# Help with multiplicatives

• Apr 2nd 2007, 10:15 AM
lyla
Help with multiplicatives
Can anyone help with this question?

Let f and g be multiplicative functions that are not identically zero and such that f(p^k)=g(p^k) for each prime p and k≥1. Prove that f = g.
• Apr 2nd 2007, 10:20 AM
ThePerfectHacker
Quote:

Originally Posted by lyla
Can anyone help with this question?

Let f and g be multiplicative functions that are not identically zero and such that f(p^k)=g(p^k) for each prime p and k≥1. Prove that f = g.

We want to show that,

f(n)=g(n) for any positive integer n.

Your statement is not actually true :eek: . It is true if n>1.
You need an addition fact that f(1)=g(1).
But anyway, let me show that they agree on n>1.

If n>1 we can prime factorize,
n=p_1^(a_1) * p_2^(a_2) * ... * p_k^(a_k)

Now,
f(n)=f(p_1^(a_1)*p_2^(a_2)*...*p_k^(a_k))=f(p_1^(a _1))*...*f(p_k^(a_k)).
Because,
gcd(p_i,p_j)=1 if i!=j.

The same thing for g(n).

- **WHAT TO DO**
1. Transcribe the location identification records below line for line, with no changes.
2. Write the next part of the forum thread on multiplicative functions, picking up right after its last line.

Location identification items
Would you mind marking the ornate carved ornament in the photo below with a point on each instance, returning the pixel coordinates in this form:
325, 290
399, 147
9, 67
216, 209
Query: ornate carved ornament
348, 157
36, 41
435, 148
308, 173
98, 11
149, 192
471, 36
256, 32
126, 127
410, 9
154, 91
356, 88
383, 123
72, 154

- **ANSWERS BELOW**
1.
Would you mind marking the ornate carved ornament in the photo below with a point on each instance, returning the pixel coordinates in this form:
325, 290
399, 147
9, 67
216, 209
Query: ornate carved ornament
348, 157
36, 41
435, 148
308, 173
98, 11
149, 192
471, 36
256, 32
126, 127
410, 9
154, 91
356, 88
383, 123
72, 154

2.
But,
f(p_i^(a_i))=g(p_i^(a_i))
Thus,
f(n)=g(n) for n>1.
• Apr 2nd 2007, 10:29 AM
lyla
Thank you very much, I was confused in seeing when they were equal. :o
• Apr 2nd 2007, 12:06 PM
ThePerfectHacker
Quote:

Originally Posted by lyla
Thank you very much, I was confused in seeing when they were equal. :o

Because,

f(p_1^(a_1))=g(p_1^(a_1))
f(p_2^(a_2))=g(p_2^(a_2))
...
f(p_k^(a_k))=g(p_k^(a_k))

Then multily them out,

f(p_1^(a_1))*...*f(p_k^(a_k))=g(p_1^(a_1))*...*g(p _k^(a_k))
Now you can put them under the same function because it is weakly multiplicative.

f(p_1^(a_1)*...*p_k^(a_K))=g(p_1^(a_1)*...*p_k^(a_ k))

But then,

f(n)=g(n)